→ TEXT ZUM LESEN:
Das und noch manches andere erfährt man aus dem Buche Tartarugas. Heute ist der Wachmann eine so selbstverständliche Erscheinung im Wiener Straßenleben, daß er für den Passanten eben nichts anderes ist als ein Bestandteil der Straße, wie eine Plakatsäule, eine Straßenbahnhaltestelle, ein Wartehäuschen, ein Laternenpfahl. Man geht an ihm vorbei und sieht ihn nur, wenn man im Begriffe ist, nach einer mysteriösen Vorstadtstraße zu fragen oder unter die Räder eines italienischen Autos zu geraten. Wer tiefere Ursachen und Zusammenhänge kennenlernen will, möge sich aus der Jubiläumsfestschrift orientieren.

→ KURZE AUFGABE: Gib aus dem Text über den Wiener Wachmann das Stück wortgetreu aus, das bei „Das und noch“ anfängt und bei „der Jubiläumsfestschrift orientieren.“ aufhört.

→ GEZEIGTES MATERIAL:

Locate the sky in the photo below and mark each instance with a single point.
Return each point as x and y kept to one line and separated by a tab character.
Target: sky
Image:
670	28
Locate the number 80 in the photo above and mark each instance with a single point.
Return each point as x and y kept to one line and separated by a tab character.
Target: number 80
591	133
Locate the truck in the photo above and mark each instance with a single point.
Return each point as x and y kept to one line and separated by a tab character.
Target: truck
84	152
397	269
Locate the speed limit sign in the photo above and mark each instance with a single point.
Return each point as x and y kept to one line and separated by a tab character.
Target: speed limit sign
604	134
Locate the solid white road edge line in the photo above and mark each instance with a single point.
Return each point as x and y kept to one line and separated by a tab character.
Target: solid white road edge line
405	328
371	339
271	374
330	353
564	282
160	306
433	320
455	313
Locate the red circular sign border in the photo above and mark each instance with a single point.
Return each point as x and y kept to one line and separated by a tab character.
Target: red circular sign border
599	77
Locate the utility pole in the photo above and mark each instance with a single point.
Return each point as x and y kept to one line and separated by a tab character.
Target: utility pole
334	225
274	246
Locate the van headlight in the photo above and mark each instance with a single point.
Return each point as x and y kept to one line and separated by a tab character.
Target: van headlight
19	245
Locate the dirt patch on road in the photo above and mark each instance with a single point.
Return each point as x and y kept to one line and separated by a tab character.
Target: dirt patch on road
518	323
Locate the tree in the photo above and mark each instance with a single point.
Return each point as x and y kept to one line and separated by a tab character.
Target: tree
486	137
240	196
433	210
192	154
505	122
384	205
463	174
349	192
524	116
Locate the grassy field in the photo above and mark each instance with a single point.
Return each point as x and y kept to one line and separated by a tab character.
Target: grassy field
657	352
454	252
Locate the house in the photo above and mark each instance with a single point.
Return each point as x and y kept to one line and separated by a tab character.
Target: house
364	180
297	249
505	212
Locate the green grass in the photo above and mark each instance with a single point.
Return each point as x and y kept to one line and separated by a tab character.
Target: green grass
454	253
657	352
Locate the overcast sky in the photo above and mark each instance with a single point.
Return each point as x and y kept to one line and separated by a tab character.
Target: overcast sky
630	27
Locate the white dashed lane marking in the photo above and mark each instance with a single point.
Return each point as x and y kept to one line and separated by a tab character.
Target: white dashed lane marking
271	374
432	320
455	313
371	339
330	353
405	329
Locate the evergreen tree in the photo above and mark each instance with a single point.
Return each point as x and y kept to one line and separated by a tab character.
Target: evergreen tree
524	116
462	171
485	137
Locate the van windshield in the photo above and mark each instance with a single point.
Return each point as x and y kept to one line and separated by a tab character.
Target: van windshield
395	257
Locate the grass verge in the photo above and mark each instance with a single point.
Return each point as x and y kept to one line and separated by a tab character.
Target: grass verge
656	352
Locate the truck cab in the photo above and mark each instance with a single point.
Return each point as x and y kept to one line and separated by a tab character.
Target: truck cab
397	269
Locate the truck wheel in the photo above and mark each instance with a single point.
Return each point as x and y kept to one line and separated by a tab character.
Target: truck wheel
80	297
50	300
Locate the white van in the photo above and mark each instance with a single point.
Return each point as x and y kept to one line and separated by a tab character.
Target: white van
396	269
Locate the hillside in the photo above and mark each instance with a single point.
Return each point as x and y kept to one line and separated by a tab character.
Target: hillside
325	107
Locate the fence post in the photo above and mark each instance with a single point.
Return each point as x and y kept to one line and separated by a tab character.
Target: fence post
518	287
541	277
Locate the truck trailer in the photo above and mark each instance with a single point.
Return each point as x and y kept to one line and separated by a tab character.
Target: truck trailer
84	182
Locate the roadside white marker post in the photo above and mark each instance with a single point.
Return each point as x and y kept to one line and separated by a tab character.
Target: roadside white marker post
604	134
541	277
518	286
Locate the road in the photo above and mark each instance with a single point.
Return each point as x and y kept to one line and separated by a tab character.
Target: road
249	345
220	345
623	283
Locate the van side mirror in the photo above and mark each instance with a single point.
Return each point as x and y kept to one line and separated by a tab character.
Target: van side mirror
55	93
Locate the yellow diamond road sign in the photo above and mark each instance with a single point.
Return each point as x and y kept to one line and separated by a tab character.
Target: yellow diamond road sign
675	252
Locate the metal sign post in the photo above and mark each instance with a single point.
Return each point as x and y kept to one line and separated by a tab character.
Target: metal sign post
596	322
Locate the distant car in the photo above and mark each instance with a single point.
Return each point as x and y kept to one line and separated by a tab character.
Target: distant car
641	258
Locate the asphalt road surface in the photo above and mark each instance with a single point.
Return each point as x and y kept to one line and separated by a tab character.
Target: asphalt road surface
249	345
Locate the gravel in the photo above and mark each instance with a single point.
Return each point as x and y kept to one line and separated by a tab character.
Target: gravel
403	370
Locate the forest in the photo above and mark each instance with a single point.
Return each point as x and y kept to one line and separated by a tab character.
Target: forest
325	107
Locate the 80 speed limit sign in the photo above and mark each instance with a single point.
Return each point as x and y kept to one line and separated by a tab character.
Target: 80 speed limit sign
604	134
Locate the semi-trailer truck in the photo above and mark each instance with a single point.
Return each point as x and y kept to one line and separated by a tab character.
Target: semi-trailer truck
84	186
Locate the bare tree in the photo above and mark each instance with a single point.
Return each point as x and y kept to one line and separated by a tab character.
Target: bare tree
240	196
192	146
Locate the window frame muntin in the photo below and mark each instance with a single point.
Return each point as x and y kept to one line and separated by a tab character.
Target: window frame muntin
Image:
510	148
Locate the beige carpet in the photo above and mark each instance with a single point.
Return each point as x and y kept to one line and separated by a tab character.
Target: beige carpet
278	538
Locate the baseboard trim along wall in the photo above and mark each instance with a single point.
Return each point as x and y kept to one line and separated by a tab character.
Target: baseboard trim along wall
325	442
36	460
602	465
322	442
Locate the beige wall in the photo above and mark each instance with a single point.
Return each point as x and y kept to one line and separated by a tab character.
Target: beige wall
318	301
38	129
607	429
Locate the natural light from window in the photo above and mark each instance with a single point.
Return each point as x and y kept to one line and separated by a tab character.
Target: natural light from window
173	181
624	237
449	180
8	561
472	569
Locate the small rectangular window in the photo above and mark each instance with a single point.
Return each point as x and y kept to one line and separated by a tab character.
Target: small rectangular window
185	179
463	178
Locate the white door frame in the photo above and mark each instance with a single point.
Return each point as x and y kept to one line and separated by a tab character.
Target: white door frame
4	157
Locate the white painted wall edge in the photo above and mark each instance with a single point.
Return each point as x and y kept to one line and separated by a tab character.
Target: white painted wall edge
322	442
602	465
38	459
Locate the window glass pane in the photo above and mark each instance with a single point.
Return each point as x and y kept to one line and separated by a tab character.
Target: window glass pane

→ SCHRIFTLICHE ANTWORT:
Das und noch manches andere erfährt man aus dem Buche Tartarugas. Heute ist der Wachmann eine so selbstverständliche Erscheinung im Wiener Straßenleben, daß er für den Passanten eben nichts anderes ist als ein Bestandteil der Straße, wie eine Plakatsäule, eine Straßenbahnhaltestelle, ein Wartehäuschen, ein Laternenpfahl. Man geht an ihm vorbei und sieht ihn nur, wenn man im Begriffe ist, nach einer mysteriösen Vorstadtstraße zu fragen oder unter die Räder eines italienischen Autos zu geraten. Wer tiefere Ursachen und Zusammenhänge kennenlernen will, möge sich aus der Jubiläumsfestschrift orientieren.